Extract provided below:

Undifferentiated consciousness in the form of ultimate nature is completely steady. If we look into the lake and it is completely steady its true nature is transparent and reflective. I will do my best to do the same here, if we are but still for a moment.
What is human consciousness? The ability for the cog to identify its position in the wheel. If one of your blood cells were to suddenly become conscious, would it object to it’s programmed cell death known by its scientific name - apoptosis?
We are the wave, our emotions, our ups and downs. But the wave cannot exist without the ocean. They are inseparable and in turn indistinguishable from one another.
I can’t give answers or solve problems for anyone other than myself. However, I can point at it. Then we can do the work together to reverse engineer what we have seen and find our own solutions. Math has so many different ways of reaching the same conclusion. When I was on the fire department and was told “I’m not going to give you the answer” I thought they were being gatekeepers. Perhaps. Due to the constraints of our language, the waters remained and still to this day remain often muddy. I wasn’t asking how to do it. I was asking them what it looked like.

End of Extract provided.
Data for analysis below:

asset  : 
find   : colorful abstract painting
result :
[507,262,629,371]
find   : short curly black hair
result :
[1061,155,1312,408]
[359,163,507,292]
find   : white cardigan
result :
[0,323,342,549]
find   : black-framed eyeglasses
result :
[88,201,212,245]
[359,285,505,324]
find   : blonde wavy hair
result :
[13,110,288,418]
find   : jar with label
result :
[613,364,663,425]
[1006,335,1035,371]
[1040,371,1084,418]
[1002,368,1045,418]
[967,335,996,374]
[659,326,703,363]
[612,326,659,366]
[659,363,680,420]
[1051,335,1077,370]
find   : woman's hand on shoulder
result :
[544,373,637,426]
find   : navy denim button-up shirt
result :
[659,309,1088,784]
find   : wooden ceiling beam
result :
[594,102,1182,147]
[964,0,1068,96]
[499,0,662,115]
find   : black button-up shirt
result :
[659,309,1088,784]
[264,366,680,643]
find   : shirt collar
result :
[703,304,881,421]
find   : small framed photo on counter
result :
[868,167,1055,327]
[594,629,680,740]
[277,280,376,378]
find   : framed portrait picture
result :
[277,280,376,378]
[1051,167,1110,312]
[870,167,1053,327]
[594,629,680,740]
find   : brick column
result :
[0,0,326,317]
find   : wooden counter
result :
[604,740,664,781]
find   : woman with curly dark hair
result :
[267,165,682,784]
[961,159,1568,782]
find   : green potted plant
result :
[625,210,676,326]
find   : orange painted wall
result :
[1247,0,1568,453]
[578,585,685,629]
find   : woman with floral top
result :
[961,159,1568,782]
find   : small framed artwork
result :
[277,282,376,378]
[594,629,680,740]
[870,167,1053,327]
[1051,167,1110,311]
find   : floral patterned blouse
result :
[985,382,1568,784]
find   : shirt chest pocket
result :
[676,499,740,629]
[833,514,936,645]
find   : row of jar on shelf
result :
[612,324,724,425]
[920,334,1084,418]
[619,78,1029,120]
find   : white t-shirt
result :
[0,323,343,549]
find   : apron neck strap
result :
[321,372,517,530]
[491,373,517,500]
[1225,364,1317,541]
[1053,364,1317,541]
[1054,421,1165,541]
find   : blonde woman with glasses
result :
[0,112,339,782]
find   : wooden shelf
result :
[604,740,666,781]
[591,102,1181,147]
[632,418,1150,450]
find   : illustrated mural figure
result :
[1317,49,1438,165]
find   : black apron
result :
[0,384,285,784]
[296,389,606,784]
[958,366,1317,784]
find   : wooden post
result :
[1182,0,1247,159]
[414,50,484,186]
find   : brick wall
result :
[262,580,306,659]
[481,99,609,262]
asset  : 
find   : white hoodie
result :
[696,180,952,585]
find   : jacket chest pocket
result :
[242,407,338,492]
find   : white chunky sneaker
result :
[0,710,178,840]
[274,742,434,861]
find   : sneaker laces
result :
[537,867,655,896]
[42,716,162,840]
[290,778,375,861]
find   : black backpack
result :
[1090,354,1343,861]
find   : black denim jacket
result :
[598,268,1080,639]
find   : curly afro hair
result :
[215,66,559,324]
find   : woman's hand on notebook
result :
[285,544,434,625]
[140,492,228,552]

End of Data for analysis.

**Tasks to perform:**
[1] In the passage on consciousness, what is the scientific name for programmed cell death?
[2] Write a continuation of the passage on consciousness, starting after its final sentence.
These rows play no part in this work.

**Per-task answers:**
[1] Apoptosis.

[2]
DMT fundamentally shifted my perception of reality, and to bemore specific, my perception of how I receive information. How I take a room in. Sometimes it’s hard for me to remember how I saw things before. But what I can distinctly remember is that when I took DMT, I could see everything all at once. I couldn’t articulate it at the time and years later I am still working to reverse engineer what I saw. But this had an equally palpable relationship with the way I experience day-to-day reality. And that’s how I understand what is often diagnosed as ADHD to be explained sometimes. All the stimuli coming in all at once. The difference is that it’s not as often overwhelming in the sense that it induces anxiety and consumes my ability to proceed in unchanging circumstances.
There are other practices that achieve this. It’s different, but it all points to the same thing. Some can be scary like a seizure or losing consciousness, known also as a syncopal episode. Others - such a medication and yoga - more gentle. They suggest to me that, just as there are many ways to skin a cat (as the idom goes), these realms of consciousness were available to most, if not all at one point in time and remain available through the various practices that draw us closer to what we can call the source.
A binding experience that could be scary, or could be something else perhaps: when I broke through on DMT, I was convinced that I died. I was sucked from my body existing in some space between this world and others, layered on one another so as to be omnipresent in subjective reality. Only I was no longer the subject. Not my body at least. My consciousness was there yet elsewhere. The Upside-Down. When I experienced a syncopal episode some years later, I returned to the place whence I came. Consciousness is not bound to the mind, for this I am certain. I’ve been witness to and heard from seizure patients who have reported experiences so similar it raises the hairs on my arm to consider its correlations.
The world is not as it seems upon first glance.